You are viewing a plain text version of this content. The canonical link for it is here.
Posted to user@flink.apache.org by bastien dine <ba...@gmail.com> on 2018/12/12 10:21:10 UTC

Question about key group / key state & parallelism

Hello everyone,

I have a question regarding the key state & parallelism of a process
operation

Doc says : "You can think of Keyed State as Operator State that has been
partitioned, or sharded, with exactly one state-partition per key. Each
keyed-state is logically bound to a unique composite of
<parallel-operator-instance, key>, and since each key “belongs” to exactly
one parallel instance of a keyed operator, we can think of this simply as
<operator, key>."

If I have less parallel operator instance (say 5) than my number of
possible key (10), it means than every instance will "manage" 2 key state ?
(is this spread evenly ?)
Is the logical bound fixed ? I mean, are the state always managed by the
same instance, or does this depends on the available instance at the moment
?

"During execution each parallel instance of a keyed operator works with the
keys for one or more Key Groups."
-> this is related, does "works with the keys" means always the same keys ?

Best Regards,
Bastien

------------------

Bastien DINE
Data Architect / Software Engineer / Sysadmin
bastiendine.io

Re: Question about key group / key state & parallelism

Posted by Hequn Cheng <ch...@gmail.com>.
+-------+
## Work instructions
In the Flink keyed-state post, can you write out the part that opens with the words "I have a question" and closes with "key state ?", renaming "sharded" to "split"? The material placed here has no connection to the Flink keyed-state post.

(Data drawn from a collection)
+-------+
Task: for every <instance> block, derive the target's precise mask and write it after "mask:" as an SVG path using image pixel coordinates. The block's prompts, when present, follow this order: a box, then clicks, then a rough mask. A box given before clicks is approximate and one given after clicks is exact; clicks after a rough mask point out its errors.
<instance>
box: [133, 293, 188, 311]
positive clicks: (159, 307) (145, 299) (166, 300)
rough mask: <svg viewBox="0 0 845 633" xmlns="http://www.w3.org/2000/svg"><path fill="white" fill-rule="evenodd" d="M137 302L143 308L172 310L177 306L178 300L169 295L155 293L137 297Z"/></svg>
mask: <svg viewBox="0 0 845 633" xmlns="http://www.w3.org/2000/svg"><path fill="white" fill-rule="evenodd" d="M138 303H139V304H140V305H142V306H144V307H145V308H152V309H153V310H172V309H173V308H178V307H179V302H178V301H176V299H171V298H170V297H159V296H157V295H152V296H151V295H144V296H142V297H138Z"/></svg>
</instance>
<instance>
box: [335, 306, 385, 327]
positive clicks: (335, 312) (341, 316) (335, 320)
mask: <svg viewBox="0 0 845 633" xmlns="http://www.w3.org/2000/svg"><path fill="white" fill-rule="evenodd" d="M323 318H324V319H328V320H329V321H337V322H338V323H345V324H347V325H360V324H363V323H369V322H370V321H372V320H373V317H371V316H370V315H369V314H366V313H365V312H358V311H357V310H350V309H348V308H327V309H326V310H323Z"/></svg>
+-------+
## Result
I have a question regarding the key state & parallelism of a process
operation

Doc says : "You can think of Keyed State as Operator State that has been
partitioned, or split, with exactly one state-partition per key. Each
keyed-state is logically bound to a unique composite of
<parallel-operator-instance, key>, and since each key “belongs” to exactly
one parallel instance of a keyed operator, we can think of this simply as
<operator, key>."

If I have less parallel operator instance (say 5) than my number of
possible key (10), it means than every instance will "manage" 2 key state ?